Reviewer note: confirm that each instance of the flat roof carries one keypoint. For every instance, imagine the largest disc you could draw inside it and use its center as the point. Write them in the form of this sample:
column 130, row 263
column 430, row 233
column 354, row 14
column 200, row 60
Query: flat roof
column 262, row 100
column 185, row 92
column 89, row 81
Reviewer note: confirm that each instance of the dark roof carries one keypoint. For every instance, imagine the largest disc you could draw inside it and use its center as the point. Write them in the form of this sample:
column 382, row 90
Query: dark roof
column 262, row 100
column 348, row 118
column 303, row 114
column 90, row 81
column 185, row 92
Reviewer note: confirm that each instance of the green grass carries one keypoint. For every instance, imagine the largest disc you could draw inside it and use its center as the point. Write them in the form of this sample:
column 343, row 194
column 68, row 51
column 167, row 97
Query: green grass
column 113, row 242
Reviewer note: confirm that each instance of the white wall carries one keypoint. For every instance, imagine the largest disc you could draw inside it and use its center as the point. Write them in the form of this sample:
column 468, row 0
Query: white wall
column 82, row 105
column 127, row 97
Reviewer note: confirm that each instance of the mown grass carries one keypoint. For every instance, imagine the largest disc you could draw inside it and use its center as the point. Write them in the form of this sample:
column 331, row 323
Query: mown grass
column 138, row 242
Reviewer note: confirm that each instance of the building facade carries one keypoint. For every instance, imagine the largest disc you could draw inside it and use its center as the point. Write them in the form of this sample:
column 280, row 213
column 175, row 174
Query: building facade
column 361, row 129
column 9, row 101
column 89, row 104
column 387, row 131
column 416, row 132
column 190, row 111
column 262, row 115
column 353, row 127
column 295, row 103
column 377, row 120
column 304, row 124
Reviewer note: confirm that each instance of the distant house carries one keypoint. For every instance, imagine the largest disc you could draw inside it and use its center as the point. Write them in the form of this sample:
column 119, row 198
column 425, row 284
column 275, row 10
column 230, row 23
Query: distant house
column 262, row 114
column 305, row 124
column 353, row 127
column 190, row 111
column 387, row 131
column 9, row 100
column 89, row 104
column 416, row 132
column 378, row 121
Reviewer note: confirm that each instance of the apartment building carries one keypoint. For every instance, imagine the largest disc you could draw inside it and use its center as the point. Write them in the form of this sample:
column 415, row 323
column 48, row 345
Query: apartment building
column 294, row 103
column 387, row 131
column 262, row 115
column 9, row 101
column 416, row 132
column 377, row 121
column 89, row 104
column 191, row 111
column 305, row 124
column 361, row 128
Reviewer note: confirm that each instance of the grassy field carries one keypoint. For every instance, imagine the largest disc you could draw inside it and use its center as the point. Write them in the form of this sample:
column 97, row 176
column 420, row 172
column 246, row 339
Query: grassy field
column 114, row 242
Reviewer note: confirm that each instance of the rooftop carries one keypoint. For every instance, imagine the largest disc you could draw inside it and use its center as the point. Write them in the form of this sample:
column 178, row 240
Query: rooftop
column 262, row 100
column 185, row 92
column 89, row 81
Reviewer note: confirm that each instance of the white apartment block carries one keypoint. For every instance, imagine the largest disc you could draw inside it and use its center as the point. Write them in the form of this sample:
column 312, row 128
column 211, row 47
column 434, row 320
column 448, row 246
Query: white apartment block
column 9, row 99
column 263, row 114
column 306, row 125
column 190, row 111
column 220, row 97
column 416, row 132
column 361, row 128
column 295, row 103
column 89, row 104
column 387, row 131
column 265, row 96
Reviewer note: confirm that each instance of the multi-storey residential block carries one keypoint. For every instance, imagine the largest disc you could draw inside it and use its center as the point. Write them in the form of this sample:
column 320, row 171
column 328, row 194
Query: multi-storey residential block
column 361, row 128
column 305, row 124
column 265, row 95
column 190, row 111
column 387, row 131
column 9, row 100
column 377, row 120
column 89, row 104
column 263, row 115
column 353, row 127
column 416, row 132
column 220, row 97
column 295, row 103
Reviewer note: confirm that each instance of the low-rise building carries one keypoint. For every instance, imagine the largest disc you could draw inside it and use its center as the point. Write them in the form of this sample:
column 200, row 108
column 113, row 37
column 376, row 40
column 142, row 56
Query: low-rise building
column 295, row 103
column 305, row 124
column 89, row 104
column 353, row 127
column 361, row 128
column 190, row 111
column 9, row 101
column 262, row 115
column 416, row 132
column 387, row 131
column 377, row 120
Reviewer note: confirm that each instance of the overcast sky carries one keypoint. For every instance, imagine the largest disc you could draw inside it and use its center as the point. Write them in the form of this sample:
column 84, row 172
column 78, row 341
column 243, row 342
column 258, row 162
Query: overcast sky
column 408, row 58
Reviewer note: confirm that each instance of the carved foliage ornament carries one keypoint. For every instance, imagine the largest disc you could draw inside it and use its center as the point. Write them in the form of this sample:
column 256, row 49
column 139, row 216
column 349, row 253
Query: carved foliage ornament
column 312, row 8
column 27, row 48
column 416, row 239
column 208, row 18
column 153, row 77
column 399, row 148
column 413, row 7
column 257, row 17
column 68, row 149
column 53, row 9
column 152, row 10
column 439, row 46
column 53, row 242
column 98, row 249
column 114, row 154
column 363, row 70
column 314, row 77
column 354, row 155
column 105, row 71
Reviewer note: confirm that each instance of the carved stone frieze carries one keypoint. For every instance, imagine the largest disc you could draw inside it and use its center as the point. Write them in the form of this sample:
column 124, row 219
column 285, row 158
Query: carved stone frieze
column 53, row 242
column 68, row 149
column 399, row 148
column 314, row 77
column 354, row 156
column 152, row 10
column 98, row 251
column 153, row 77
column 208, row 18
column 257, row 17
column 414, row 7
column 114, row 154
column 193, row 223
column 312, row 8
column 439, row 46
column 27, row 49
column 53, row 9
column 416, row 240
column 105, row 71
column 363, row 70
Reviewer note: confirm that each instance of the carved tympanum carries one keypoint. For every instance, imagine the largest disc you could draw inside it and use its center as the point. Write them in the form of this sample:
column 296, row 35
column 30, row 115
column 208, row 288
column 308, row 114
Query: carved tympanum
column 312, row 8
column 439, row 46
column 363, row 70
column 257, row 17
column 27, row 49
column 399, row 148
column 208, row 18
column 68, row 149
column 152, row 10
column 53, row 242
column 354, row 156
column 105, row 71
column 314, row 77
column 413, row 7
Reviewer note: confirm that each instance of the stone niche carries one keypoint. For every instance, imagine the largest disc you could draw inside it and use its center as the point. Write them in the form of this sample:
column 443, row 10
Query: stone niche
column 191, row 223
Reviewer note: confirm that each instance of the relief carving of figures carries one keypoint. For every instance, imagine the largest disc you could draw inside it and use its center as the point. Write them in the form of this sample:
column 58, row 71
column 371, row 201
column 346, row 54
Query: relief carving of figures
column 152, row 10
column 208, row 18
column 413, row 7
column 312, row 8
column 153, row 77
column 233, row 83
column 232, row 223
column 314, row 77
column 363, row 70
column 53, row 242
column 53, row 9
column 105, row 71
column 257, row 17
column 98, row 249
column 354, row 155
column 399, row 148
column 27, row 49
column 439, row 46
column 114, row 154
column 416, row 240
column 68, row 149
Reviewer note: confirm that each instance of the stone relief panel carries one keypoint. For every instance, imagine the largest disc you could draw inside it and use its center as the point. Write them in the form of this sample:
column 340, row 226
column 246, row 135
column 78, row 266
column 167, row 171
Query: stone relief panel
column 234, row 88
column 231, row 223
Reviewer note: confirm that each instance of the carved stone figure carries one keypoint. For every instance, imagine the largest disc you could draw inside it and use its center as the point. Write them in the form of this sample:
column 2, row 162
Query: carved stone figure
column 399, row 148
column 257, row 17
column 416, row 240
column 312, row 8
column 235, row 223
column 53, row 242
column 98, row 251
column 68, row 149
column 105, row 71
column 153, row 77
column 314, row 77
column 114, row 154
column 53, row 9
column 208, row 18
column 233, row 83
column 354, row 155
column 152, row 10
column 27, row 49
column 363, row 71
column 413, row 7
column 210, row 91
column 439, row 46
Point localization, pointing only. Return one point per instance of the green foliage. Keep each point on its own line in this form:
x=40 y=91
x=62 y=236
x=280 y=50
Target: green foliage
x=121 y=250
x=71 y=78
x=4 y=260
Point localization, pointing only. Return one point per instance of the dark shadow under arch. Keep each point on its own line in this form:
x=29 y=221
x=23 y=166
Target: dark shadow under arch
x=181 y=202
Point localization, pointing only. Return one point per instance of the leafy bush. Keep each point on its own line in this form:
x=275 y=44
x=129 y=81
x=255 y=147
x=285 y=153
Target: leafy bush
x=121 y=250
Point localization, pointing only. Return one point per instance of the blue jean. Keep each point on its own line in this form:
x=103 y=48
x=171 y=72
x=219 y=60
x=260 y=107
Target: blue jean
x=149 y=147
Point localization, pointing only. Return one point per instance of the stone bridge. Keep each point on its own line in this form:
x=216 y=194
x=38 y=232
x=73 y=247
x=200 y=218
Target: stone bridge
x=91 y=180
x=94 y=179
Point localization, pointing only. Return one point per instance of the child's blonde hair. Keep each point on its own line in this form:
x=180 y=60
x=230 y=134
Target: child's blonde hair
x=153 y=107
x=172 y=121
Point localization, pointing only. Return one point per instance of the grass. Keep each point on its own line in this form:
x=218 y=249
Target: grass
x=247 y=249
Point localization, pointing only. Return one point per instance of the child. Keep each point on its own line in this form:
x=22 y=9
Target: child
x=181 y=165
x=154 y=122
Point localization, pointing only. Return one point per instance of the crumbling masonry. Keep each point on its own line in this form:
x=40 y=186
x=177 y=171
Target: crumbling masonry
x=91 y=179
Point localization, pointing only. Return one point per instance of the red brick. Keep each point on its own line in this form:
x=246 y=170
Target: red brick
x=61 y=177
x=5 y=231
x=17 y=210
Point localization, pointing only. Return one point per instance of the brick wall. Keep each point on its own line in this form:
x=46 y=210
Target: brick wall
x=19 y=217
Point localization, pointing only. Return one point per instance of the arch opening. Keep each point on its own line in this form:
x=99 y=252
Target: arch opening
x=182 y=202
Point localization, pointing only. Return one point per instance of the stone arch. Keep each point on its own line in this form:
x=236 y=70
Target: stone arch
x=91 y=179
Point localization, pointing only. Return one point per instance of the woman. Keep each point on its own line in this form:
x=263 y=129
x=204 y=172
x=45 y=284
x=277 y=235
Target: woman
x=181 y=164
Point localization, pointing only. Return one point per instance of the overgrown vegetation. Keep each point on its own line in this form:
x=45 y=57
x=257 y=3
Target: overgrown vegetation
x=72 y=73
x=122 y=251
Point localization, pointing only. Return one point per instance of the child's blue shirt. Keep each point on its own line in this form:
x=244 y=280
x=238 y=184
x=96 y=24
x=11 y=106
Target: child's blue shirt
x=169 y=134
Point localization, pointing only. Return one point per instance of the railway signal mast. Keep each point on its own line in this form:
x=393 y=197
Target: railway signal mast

· · · · · · ·

Work to complete = Your answer should be only a number: how many lines in the records hold the word "signal".

Expected output = 2